OBJECTIF DE L’EXERCICE:
Traduisez en anglais cette phrase du texte à lire : « Le maintien d’une pression de perfusion tissulaire est indispensable afin de limiter le risque de dysfonction d’organe. »

TEXTE À LIRE:
------

Commentaire de l’article : Effect of Reduced Exposure to Vasopressors on 90-Day Mortality in Older Critically Ill Patients With Vasodilatory Hypotension. A Randomized Clinical Trial. Lamontagne F et al. JAMA 2020;323(10):938-949. doi: 10.1001/jama.2020.0930.

Article commenté par : Emmanuel FUTIER (CHU Clermont-Ferrand) et Matthieu BIAIS (CHU Bordeaux) pour le comité scientifique de la SFAR

 

Contexte

Le maintien d’une pression de perfusion tissulaire est indispensable afin de limiter le risque de dysfonction d’organe. La question du niveau optimal de pression artérielle à cibler reste toutefois largement débattue.

------

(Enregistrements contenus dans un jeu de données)

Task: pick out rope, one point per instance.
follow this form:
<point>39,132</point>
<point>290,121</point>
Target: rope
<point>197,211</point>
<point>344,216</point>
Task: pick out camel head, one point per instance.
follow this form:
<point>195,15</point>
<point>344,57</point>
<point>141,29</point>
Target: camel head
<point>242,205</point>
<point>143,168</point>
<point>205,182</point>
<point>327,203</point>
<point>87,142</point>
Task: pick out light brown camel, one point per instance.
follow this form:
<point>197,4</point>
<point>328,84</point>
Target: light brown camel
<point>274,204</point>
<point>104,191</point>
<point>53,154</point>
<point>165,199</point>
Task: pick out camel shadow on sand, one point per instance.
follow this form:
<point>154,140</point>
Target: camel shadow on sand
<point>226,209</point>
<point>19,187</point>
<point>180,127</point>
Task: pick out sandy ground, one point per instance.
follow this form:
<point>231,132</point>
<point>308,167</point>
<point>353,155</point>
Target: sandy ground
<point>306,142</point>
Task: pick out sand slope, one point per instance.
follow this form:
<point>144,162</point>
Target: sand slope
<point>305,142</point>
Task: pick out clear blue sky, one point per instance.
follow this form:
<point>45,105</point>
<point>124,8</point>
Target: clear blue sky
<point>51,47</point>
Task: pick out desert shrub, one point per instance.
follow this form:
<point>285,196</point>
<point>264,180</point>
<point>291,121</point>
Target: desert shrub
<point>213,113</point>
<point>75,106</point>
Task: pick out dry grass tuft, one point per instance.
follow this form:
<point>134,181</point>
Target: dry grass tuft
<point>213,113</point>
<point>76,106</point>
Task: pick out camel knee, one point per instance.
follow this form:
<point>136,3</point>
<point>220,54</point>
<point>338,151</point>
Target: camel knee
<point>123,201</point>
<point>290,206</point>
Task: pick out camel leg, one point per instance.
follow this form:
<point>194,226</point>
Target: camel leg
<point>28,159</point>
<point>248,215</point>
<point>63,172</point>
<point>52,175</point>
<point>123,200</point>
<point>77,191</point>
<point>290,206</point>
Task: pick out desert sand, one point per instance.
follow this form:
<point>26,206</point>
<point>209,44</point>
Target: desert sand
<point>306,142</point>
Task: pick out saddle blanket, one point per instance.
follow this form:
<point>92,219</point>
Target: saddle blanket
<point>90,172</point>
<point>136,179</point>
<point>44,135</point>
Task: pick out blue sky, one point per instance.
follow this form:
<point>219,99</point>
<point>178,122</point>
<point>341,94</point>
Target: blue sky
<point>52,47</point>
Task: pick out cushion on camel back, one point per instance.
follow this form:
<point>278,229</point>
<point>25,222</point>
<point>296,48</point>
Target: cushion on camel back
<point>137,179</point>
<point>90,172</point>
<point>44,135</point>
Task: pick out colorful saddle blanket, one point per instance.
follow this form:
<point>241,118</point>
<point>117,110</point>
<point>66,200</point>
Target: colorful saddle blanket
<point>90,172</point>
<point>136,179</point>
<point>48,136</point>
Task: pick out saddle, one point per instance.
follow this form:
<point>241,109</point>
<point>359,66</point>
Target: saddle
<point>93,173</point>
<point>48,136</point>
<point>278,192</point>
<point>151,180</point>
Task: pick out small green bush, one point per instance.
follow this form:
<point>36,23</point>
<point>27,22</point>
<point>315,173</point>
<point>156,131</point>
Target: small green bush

------

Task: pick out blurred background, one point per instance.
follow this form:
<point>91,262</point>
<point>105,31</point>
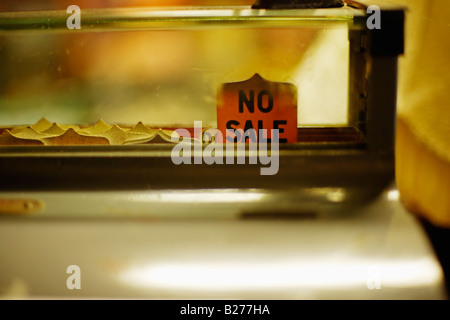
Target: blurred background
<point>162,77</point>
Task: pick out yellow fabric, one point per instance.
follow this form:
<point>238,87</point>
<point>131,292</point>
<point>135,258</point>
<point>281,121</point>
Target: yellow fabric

------

ZONE DE RÉPONSE:
Maintaining tissue perfusion pressure is essential in order to limit the risk of organ dysfunction.